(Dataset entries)
"""

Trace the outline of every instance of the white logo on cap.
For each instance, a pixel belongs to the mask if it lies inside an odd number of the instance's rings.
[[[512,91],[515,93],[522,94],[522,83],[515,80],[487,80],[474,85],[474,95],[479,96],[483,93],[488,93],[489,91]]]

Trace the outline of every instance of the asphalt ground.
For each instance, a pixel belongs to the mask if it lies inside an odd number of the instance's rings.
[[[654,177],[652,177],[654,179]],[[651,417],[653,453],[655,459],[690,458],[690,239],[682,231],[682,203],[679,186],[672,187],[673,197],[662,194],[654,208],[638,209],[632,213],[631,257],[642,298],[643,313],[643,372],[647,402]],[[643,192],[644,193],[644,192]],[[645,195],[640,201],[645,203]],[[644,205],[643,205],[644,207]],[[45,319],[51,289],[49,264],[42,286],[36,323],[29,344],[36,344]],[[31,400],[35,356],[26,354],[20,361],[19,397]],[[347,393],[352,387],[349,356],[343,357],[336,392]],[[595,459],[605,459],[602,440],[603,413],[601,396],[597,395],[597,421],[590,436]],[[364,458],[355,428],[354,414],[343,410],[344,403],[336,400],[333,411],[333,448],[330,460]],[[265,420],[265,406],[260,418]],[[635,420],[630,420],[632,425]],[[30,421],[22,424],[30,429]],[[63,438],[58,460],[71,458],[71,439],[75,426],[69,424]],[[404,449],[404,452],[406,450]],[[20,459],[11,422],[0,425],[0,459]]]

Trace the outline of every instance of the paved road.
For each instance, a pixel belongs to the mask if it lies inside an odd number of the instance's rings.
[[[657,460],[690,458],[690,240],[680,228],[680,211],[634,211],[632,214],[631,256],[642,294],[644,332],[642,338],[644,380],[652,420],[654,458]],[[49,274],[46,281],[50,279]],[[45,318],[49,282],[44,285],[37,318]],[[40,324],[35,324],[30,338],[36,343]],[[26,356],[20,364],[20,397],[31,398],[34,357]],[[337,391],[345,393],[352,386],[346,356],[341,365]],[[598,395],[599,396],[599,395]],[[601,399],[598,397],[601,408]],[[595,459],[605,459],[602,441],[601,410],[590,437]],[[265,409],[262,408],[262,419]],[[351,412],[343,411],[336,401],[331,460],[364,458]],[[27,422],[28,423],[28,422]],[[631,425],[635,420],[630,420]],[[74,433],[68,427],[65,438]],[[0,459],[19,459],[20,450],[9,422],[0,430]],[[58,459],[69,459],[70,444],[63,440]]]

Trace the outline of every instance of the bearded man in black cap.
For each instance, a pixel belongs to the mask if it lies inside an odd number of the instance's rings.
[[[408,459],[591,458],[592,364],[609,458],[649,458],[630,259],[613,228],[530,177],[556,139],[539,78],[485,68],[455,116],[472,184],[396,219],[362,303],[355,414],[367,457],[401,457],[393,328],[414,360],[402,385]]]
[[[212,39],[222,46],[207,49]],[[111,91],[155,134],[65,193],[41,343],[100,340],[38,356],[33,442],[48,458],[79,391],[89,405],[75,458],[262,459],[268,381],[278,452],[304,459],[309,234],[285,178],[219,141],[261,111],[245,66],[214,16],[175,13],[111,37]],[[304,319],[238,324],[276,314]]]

"""

What you are asked to do >> Lines from the one that contains "Trace the outline of every instance of the bearded" through the final line of the entries must be duplicated exactly, and no other lines.

Exercise result >>
Trace the outline of every instance of the bearded man in black cap.
For each instance, a pixel belongs to the mask if it lies inside an odd number of the instance's rings.
[[[408,459],[591,458],[592,364],[609,458],[649,458],[630,259],[613,228],[530,177],[556,139],[539,78],[485,68],[455,116],[472,184],[396,219],[362,303],[355,414],[367,457],[401,457],[393,328],[414,360],[402,385]]]
[[[212,39],[222,46],[207,49]],[[111,91],[155,134],[65,193],[41,343],[100,340],[38,356],[33,442],[48,458],[79,391],[89,405],[75,458],[262,459],[268,381],[278,452],[304,459],[309,234],[285,178],[219,141],[261,111],[245,66],[214,16],[175,13],[111,37]],[[304,319],[238,324],[276,314]]]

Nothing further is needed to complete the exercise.